• DATA EXCERPTS:
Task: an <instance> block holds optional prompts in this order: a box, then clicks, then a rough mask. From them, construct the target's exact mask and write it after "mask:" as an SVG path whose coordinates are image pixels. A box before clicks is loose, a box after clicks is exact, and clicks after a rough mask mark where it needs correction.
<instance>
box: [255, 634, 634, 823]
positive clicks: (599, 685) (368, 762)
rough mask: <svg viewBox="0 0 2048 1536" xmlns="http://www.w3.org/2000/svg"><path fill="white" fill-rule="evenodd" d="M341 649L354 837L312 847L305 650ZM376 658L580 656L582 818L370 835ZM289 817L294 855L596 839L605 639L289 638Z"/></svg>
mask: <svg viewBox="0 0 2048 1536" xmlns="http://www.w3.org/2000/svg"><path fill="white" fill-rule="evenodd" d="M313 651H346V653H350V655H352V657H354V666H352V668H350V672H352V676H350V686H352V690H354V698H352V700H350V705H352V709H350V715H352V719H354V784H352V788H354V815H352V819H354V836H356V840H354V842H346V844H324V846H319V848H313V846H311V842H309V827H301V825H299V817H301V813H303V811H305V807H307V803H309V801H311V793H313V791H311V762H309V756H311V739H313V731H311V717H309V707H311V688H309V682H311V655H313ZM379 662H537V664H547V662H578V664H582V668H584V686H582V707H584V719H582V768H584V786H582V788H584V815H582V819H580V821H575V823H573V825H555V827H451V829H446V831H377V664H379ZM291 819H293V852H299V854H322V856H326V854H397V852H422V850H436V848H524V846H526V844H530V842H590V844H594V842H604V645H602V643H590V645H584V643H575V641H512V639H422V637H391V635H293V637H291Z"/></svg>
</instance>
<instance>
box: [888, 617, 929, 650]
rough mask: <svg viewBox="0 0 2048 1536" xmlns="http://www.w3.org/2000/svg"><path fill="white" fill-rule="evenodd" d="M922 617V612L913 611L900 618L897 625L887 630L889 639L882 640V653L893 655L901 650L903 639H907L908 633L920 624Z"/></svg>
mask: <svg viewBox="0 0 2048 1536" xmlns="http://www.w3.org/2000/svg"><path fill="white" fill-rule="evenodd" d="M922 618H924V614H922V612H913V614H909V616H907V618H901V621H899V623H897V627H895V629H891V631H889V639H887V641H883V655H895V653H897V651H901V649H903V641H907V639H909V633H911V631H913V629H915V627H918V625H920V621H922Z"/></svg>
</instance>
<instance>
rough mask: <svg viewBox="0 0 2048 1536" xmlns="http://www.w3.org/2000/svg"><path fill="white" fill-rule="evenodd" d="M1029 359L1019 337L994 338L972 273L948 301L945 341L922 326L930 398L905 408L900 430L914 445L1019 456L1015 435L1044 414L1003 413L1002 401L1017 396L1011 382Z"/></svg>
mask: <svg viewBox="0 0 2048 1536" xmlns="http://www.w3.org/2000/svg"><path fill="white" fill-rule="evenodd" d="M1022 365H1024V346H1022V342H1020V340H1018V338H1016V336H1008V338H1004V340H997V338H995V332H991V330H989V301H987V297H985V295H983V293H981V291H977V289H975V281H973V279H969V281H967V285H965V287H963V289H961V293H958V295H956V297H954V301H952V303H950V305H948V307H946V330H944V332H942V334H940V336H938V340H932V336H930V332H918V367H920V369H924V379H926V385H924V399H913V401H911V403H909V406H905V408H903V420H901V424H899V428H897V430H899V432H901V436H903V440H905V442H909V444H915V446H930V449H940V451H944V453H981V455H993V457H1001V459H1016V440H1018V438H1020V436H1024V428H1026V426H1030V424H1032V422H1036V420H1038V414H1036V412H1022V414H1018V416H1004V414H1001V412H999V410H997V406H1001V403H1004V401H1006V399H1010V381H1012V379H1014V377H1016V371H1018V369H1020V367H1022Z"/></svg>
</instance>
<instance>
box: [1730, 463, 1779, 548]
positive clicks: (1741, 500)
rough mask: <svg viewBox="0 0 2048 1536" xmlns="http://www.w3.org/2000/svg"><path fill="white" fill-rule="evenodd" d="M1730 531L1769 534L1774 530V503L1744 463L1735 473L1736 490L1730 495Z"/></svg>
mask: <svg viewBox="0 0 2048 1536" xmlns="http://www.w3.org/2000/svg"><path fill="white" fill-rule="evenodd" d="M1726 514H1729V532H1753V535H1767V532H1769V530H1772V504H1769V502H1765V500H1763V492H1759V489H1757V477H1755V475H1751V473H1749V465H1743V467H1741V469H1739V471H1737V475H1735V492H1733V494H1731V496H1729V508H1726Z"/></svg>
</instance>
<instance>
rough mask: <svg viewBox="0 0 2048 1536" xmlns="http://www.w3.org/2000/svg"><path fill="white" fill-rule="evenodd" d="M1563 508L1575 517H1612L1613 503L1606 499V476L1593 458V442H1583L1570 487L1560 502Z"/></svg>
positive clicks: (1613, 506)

• WHAT YOU HAVE TO DO:
The lines to copy run from the one containing "positive clicks: (1741, 500)" through the last line above. Copy them exactly and include nothing else.

• REPLY TO THE EXERCISE:
positive clicks: (1741, 500)
rough mask: <svg viewBox="0 0 2048 1536" xmlns="http://www.w3.org/2000/svg"><path fill="white" fill-rule="evenodd" d="M1730 531L1769 534L1774 530V503L1744 463L1735 473L1736 490L1730 495Z"/></svg>
mask: <svg viewBox="0 0 2048 1536" xmlns="http://www.w3.org/2000/svg"><path fill="white" fill-rule="evenodd" d="M1726 514H1729V532H1753V535H1767V532H1769V530H1772V504H1769V502H1765V500H1763V492H1759V489H1757V477H1755V475H1751V473H1749V465H1743V467H1741V469H1739V471H1737V475H1735V492H1733V494H1731V496H1729V508H1726Z"/></svg>
</instance>
<instance>
rough mask: <svg viewBox="0 0 2048 1536" xmlns="http://www.w3.org/2000/svg"><path fill="white" fill-rule="evenodd" d="M1563 508L1575 517H1612L1613 503L1606 499V476L1593 458V442H1583L1570 487L1560 502Z"/></svg>
positive clicks: (1613, 506)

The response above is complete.